* **WHAT TO PRODUCE**:
Only one stretch of the data below is wanted: the lines from the one with "door in the photo above." through the one with "shutter in the photo above.", repeated exactly.

══ DATA SHOWN ══

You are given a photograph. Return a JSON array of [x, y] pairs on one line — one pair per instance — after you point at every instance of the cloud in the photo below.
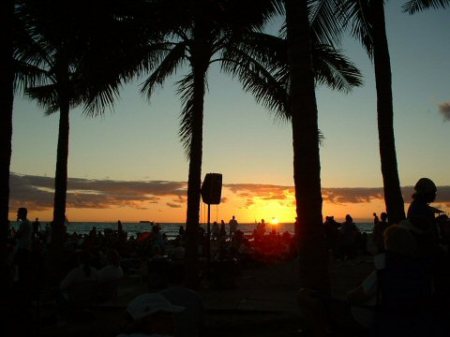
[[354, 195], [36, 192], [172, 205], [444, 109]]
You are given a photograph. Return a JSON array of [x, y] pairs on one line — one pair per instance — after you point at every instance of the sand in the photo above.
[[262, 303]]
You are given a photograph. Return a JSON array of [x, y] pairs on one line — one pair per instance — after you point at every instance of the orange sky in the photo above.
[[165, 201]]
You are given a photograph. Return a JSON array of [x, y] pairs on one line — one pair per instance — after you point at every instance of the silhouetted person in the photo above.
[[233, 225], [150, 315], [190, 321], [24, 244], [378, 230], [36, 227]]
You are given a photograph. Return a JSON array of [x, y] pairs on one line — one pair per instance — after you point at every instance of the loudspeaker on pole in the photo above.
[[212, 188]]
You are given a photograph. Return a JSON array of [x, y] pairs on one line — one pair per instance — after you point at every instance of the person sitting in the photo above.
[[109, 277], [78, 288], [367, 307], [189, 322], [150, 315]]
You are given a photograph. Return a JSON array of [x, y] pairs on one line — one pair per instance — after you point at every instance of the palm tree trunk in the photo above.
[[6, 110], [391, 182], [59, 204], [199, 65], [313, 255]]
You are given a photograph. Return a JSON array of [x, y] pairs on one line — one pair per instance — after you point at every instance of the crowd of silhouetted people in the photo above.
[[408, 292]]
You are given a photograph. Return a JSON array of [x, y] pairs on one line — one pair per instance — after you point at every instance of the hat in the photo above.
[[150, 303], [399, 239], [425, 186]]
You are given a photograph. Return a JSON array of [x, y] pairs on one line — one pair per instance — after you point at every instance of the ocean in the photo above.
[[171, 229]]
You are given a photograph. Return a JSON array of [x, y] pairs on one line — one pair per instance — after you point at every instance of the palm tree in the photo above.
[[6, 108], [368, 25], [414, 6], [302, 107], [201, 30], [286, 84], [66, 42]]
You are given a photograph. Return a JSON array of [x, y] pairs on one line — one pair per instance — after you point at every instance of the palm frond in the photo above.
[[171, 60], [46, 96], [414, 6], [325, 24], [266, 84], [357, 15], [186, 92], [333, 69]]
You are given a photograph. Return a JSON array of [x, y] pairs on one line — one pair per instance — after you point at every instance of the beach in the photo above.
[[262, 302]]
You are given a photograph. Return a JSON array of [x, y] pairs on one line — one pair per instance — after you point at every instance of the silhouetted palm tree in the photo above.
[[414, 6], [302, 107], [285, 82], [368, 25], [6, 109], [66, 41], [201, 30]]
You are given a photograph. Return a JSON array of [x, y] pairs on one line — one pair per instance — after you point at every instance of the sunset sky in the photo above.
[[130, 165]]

═══
══ DATA SHOWN ══

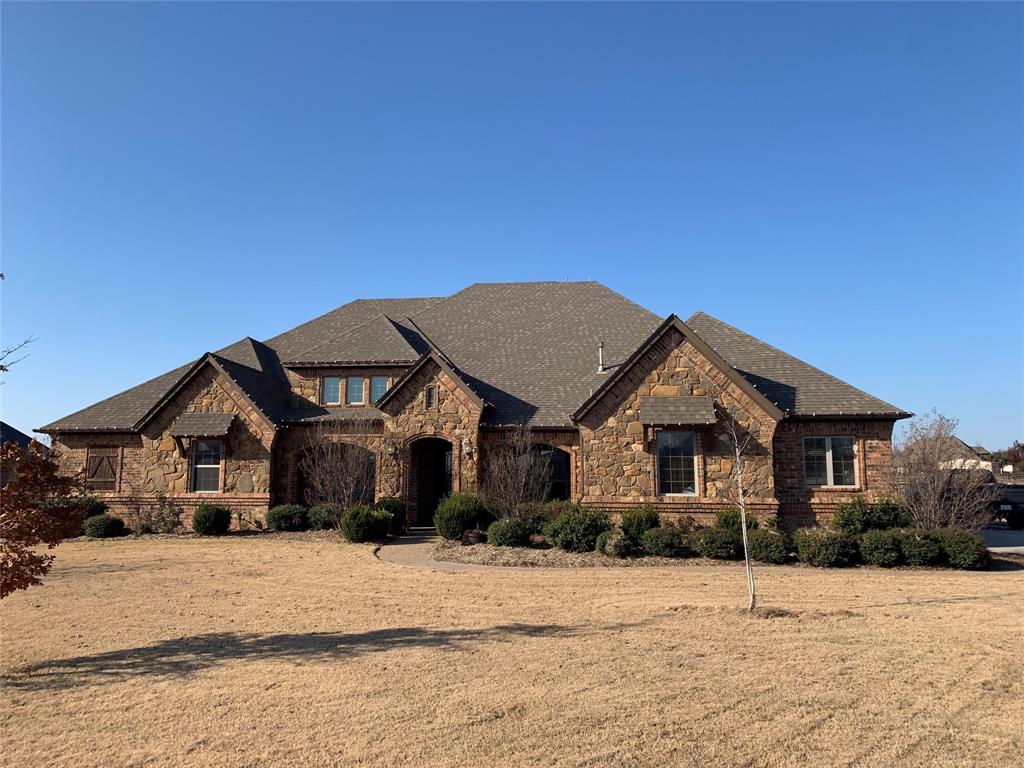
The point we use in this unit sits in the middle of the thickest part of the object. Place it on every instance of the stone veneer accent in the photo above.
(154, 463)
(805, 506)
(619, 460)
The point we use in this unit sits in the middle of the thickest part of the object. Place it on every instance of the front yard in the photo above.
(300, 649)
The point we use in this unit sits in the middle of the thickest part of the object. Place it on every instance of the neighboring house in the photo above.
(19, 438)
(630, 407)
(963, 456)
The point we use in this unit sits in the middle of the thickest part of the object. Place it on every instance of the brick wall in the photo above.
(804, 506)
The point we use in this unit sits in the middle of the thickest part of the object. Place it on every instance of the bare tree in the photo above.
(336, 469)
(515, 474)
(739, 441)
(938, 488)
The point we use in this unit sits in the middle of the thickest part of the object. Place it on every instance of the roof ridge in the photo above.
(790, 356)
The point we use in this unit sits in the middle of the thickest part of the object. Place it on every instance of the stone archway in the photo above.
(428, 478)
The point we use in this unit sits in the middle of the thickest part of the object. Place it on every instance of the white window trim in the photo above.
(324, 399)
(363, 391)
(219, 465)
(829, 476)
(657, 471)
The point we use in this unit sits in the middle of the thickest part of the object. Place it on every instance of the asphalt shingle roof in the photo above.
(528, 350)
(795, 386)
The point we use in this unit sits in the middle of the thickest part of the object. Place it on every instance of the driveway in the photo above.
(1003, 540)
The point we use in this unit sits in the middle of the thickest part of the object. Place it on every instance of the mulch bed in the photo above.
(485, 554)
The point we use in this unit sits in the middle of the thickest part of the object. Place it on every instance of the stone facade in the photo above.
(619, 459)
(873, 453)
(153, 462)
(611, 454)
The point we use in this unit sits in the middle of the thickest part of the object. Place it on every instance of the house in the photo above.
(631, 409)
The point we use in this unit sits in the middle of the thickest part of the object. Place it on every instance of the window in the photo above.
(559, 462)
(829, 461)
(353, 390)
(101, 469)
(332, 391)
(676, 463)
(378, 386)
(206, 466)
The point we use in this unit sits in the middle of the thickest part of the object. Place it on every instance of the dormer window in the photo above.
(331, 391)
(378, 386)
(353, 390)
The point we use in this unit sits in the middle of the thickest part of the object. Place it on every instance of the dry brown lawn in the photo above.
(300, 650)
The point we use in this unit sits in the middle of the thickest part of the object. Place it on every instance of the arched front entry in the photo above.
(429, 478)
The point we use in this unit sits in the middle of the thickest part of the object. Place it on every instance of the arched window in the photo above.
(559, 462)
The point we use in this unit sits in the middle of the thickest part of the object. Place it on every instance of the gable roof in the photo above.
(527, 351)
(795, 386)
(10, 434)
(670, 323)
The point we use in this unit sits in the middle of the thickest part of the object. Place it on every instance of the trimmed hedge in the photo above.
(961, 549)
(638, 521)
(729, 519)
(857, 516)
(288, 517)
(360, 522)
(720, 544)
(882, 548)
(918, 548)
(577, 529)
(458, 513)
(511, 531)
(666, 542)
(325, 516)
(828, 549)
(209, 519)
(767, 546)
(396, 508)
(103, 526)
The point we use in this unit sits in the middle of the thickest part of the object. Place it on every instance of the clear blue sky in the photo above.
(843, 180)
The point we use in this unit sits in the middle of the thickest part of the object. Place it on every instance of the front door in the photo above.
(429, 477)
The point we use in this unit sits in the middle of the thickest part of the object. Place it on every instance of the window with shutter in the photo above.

═══

* **TASK RESPONSE**:
The point we use in this unit sits in the middle of the thickest part of the object. Place it on every instance of the front door in the photo above.
(429, 477)
The point we use in this unit sits in the middle of the thickest part of the object. Place it on every instance of the window with shutter in the photo above.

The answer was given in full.